--- Extrait ---
Dauphins échoués : et si 2020 était l’année du changement ?

Cet été, pas une semaine sans que les journaux de la côte Atlantique recensent l’échouage d’un dauphin sur nos plages. Tandis que l’association Sea Shepherd prédit l’année de tous les records en termes de mortalité de ces cétacés due à l’activité de l’homme, l’État français, mis face à ses manquements, commence à prendre la mesure du problème.

Dauphin
Un dauphin échoué sur la plage de Pors Carn en Bretagne, début août © Sea Shepherd

Le 8 août 2020, un dauphin s’échoue sur la plage de Bréville-sur-Mer, près de Granville, dans la Manche. En attendant que son cadavre soit débarrassé, les plaisanciers recouvrent son corps « d’un peu de sable, notamment sur sa plaie », racontent-ils à Ouest France. Car l’animal, comme tant d’autres apportés par les flots sur les rivages de la côte Atlantique, a « une plaie au flanc et la queue attachée par une corde ». Signe que, comme mille cent cétacés échoués à l’ouest du pays en 2019, sa mort est due à la pêche.
--- Lignes de données ---
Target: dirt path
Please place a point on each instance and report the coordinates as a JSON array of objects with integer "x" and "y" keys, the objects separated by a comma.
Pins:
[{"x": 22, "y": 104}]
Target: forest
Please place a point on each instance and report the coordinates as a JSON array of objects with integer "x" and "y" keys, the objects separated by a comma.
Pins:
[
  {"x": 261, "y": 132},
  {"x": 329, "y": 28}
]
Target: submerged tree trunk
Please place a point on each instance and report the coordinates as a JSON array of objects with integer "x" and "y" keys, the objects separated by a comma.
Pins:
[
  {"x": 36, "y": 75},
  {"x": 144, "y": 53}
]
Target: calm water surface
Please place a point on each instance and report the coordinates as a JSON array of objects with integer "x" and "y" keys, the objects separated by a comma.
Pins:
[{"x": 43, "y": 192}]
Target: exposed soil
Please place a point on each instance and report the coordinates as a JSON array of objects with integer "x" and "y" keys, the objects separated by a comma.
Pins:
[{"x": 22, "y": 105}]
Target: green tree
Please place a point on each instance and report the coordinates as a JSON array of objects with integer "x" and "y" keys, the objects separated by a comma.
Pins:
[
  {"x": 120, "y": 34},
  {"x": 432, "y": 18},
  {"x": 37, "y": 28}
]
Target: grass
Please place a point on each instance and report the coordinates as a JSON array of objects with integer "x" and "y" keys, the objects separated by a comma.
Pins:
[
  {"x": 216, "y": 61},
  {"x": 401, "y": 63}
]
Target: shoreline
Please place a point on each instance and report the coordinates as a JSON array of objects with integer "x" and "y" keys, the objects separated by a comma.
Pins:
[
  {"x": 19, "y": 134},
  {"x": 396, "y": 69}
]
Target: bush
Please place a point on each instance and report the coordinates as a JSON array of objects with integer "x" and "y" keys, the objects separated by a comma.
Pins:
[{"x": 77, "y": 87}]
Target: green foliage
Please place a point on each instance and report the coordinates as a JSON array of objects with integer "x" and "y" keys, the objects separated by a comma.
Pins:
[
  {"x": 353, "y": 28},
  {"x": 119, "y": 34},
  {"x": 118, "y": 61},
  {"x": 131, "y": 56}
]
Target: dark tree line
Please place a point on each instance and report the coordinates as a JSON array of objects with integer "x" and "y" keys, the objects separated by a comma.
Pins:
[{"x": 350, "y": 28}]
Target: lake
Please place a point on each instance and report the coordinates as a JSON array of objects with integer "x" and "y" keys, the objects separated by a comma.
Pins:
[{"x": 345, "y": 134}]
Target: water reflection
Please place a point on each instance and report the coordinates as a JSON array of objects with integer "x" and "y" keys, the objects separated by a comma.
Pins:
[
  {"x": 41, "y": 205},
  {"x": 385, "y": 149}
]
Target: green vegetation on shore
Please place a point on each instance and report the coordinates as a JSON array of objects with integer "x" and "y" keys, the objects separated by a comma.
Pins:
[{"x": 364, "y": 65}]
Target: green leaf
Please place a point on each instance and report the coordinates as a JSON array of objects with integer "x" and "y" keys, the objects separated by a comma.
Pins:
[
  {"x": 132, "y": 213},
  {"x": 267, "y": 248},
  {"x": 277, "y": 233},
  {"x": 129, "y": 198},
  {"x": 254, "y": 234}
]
---
--- Lignes de données ---
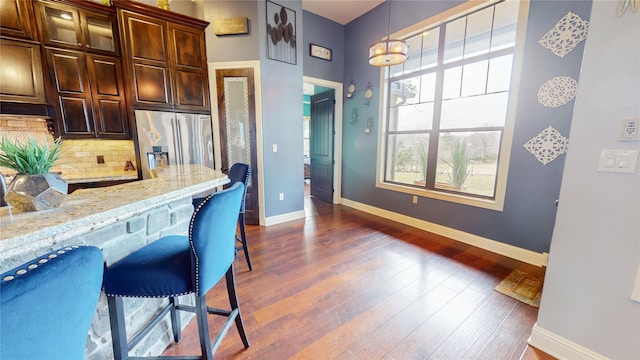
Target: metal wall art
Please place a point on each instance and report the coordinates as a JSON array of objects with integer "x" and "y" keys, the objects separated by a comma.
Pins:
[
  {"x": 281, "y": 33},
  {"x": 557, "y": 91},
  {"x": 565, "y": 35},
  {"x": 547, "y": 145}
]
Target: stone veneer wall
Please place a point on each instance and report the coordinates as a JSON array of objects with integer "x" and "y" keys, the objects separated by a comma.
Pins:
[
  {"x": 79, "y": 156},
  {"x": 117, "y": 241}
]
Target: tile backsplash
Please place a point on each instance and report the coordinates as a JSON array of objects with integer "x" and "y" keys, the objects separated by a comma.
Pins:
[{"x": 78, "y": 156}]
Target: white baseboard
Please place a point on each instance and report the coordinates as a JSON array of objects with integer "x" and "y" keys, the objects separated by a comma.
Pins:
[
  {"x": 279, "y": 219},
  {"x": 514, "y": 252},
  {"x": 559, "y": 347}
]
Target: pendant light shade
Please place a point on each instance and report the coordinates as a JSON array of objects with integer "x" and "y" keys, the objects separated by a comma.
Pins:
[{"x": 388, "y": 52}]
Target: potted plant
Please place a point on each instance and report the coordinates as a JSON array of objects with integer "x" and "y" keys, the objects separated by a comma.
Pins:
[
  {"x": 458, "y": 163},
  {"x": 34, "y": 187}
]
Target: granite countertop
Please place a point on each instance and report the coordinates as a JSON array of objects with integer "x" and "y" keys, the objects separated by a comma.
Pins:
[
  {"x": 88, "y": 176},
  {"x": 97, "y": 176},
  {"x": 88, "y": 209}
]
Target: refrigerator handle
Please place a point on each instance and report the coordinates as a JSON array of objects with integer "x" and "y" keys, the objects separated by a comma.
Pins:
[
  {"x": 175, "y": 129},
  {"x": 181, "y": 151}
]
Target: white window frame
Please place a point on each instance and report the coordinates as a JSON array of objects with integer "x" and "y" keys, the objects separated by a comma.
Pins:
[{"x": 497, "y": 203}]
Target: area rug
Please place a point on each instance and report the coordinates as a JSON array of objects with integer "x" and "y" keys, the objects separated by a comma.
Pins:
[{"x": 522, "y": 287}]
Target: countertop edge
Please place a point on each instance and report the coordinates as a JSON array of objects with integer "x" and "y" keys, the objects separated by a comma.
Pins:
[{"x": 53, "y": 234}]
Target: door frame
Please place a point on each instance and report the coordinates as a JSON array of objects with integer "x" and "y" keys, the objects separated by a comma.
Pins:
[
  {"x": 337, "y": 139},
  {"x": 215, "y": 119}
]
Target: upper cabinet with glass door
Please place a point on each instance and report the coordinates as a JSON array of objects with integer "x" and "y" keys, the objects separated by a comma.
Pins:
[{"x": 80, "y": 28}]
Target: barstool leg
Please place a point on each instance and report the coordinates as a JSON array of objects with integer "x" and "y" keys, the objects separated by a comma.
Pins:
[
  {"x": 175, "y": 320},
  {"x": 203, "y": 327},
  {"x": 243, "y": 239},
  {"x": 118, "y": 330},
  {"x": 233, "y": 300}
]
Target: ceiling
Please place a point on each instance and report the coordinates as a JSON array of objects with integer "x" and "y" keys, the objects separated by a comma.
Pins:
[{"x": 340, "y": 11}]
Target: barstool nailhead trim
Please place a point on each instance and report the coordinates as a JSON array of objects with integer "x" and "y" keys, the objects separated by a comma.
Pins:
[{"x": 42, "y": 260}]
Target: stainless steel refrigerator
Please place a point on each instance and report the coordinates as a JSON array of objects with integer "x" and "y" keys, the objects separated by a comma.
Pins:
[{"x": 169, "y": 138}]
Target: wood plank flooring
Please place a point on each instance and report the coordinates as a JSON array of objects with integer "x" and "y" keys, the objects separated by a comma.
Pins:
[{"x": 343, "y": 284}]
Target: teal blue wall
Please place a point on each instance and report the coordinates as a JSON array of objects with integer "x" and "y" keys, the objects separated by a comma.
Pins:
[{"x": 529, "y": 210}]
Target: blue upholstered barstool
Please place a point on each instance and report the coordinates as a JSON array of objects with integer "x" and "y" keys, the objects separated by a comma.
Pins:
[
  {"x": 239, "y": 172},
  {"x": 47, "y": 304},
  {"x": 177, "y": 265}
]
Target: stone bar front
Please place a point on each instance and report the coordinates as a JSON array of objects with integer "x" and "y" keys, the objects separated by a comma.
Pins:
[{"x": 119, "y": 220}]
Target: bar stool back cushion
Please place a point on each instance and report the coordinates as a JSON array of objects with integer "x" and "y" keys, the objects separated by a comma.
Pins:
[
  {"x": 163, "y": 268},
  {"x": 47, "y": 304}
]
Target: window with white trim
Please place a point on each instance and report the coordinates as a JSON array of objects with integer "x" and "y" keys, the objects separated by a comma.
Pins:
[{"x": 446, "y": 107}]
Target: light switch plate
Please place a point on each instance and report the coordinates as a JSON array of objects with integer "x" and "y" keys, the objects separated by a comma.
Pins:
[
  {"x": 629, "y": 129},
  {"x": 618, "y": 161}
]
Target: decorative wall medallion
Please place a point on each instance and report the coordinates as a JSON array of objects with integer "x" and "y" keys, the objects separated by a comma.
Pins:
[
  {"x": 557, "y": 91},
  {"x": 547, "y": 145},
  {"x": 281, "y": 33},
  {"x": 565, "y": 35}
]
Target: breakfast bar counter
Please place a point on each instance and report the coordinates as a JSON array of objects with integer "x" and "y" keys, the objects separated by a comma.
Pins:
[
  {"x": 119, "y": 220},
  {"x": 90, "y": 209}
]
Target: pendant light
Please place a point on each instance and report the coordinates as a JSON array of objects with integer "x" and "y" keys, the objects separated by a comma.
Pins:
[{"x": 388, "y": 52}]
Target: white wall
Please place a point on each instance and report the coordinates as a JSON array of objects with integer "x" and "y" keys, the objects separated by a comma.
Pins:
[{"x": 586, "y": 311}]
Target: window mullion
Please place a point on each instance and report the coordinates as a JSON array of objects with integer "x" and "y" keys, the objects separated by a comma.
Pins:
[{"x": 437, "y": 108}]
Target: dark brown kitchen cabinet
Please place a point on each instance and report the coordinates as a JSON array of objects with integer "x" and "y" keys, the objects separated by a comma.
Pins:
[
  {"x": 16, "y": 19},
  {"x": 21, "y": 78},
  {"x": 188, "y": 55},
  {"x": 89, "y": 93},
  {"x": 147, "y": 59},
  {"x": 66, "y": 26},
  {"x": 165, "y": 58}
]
---
* _Consigne donnée 1_:
Selon l'extrait, sur quelle plage un dauphin s'est-il échoué le 8 août 2020 ?
* _Consigne donnée 2_:
Recopiez à l'identique le passage de l'extrait allant de "Dauphins échoués : et" jusqu'à "mesure du problème." inclus.
* _Consigne donnée 3_:
Relevez tous les lieux géographiques désignés par un nom propre dans l'extrait.
Le matériel n'est d'aucune utilité pour traiter les consignes.

* _Réponse rédigée 1_:
Sur la plage de Bréville-sur-Mer, près de Granville, dans la Manche.

* _Réponse rédigée 2_:
Dauphins échoués : et si 2020 était l’année du changement ?

Cet été, pas une semaine sans que les journaux de la côte Atlantique recensent l’échouage d’un dauphin sur nos plages. Tandis que l’association Sea Shepherd prédit l’année de tous les records en termes de mortalité de ces cétacés due à l’activité de l’homme, l’État français, mis face à ses manquements, commence à prendre la mesure du problème.

* _Réponse rédigée 3_:
- la côte Atlantique
- Pors Carn
- Bretagne
- Bréville-sur-Mer
- Granville
- la Manche